■ Task prompt ■
Find "Note to the class: we label each instance of the large" in the records that follow; print that line and each subsequent line through the last one, verbatim and with nothing added.

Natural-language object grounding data
Start of Block

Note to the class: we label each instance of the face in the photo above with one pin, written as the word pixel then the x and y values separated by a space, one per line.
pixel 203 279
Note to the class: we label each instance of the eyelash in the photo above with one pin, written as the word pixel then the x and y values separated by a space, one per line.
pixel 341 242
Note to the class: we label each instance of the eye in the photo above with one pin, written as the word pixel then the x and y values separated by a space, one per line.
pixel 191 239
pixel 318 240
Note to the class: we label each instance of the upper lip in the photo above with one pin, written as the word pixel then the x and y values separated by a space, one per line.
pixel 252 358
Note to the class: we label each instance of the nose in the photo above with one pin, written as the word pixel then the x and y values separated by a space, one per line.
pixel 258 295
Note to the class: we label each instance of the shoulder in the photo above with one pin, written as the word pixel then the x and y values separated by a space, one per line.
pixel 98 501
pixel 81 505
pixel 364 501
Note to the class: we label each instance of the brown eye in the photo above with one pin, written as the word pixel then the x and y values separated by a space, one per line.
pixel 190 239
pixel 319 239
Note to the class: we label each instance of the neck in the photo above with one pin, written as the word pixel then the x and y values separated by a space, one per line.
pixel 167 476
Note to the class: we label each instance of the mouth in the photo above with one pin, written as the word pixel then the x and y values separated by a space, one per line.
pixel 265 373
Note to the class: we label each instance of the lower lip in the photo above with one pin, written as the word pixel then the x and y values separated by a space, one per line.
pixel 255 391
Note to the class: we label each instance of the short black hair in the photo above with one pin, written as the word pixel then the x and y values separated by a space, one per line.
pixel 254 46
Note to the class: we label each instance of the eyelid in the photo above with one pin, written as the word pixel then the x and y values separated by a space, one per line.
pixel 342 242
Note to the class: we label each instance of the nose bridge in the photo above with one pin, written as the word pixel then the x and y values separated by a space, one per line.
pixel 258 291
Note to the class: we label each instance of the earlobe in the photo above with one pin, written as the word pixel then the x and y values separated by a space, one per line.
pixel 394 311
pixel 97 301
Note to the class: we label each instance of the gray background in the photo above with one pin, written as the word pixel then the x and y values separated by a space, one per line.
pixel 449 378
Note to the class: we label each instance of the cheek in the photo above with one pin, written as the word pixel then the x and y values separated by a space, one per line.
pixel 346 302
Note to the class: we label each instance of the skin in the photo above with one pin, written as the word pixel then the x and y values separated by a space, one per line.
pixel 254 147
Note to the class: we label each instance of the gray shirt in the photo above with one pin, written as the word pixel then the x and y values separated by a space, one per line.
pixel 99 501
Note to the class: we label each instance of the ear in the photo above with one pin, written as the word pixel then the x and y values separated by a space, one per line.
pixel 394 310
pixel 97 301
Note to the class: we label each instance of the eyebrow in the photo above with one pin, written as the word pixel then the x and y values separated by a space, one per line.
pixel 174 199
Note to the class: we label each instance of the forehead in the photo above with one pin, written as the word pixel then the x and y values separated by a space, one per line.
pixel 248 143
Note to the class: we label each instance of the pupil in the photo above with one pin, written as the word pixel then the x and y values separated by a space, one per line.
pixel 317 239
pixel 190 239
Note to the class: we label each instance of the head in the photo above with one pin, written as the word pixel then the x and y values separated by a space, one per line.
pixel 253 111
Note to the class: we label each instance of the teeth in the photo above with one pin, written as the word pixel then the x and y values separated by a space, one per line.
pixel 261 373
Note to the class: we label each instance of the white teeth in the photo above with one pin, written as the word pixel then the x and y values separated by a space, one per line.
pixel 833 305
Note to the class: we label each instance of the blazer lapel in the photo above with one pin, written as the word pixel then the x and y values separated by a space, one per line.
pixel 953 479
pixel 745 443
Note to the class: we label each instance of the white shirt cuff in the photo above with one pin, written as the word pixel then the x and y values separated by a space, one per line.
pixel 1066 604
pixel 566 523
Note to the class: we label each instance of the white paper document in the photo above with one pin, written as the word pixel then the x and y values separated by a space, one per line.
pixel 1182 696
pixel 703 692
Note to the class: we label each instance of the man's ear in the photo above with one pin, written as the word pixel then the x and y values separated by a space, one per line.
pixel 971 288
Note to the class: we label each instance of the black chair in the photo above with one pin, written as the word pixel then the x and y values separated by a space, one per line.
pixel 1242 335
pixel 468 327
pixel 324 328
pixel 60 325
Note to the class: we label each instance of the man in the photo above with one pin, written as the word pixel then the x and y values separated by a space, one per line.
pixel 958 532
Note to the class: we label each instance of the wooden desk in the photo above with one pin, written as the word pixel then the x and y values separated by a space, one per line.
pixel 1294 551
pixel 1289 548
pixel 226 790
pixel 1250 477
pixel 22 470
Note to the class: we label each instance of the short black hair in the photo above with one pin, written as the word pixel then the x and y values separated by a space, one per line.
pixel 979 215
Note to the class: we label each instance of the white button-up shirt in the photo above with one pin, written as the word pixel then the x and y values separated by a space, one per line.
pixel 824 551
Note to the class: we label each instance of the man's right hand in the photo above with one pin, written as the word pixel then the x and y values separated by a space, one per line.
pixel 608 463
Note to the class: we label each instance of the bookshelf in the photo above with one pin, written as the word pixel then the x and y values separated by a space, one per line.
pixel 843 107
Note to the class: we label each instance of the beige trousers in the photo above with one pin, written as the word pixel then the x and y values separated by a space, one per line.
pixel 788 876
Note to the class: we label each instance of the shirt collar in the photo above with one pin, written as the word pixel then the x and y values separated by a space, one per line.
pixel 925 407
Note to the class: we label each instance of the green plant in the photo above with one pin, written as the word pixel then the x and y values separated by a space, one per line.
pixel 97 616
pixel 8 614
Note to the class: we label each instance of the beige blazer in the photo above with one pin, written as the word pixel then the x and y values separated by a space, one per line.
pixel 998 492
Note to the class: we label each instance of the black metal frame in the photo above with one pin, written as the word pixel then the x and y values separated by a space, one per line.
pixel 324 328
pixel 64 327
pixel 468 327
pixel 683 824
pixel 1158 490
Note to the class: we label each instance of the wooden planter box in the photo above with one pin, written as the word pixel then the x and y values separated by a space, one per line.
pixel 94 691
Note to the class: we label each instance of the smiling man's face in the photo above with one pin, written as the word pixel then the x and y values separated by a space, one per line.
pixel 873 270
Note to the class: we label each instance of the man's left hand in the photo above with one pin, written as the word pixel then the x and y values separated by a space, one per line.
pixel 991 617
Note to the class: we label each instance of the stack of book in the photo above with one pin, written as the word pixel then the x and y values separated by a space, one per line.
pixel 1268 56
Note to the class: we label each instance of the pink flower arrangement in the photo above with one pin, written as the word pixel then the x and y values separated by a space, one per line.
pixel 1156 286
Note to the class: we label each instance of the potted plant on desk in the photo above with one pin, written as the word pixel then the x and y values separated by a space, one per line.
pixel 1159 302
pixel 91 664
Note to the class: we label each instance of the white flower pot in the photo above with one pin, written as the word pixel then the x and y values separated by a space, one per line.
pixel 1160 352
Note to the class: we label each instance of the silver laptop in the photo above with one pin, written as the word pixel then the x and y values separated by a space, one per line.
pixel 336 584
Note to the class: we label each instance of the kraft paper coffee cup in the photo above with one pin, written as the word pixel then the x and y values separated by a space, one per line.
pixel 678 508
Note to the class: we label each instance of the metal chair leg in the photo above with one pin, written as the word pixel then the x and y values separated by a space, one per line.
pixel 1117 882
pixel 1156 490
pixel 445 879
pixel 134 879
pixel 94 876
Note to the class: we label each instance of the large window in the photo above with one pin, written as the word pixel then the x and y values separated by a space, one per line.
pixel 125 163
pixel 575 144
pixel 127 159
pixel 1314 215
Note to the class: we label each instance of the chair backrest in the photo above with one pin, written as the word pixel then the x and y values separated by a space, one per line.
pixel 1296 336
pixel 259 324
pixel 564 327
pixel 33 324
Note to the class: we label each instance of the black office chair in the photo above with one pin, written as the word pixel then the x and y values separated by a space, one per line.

End of Block

■ Task response ■
Note to the class: we label each instance of the large window in the photo above with one pin, written as the word pixel then the x and y values separated by a space, one per line.
pixel 125 163
pixel 575 144
pixel 127 159
pixel 1314 215
Note to the class: we label each instance of the chair backrest in the photo above with one pin, written as the word pixel then the x and y values separated by a space, one per line.
pixel 1296 336
pixel 259 324
pixel 564 327
pixel 33 324
Note to the class: we label each instance of the black office chair in the photo above with one pin, written as the word pixel then the x and y values separated by a space, one per line.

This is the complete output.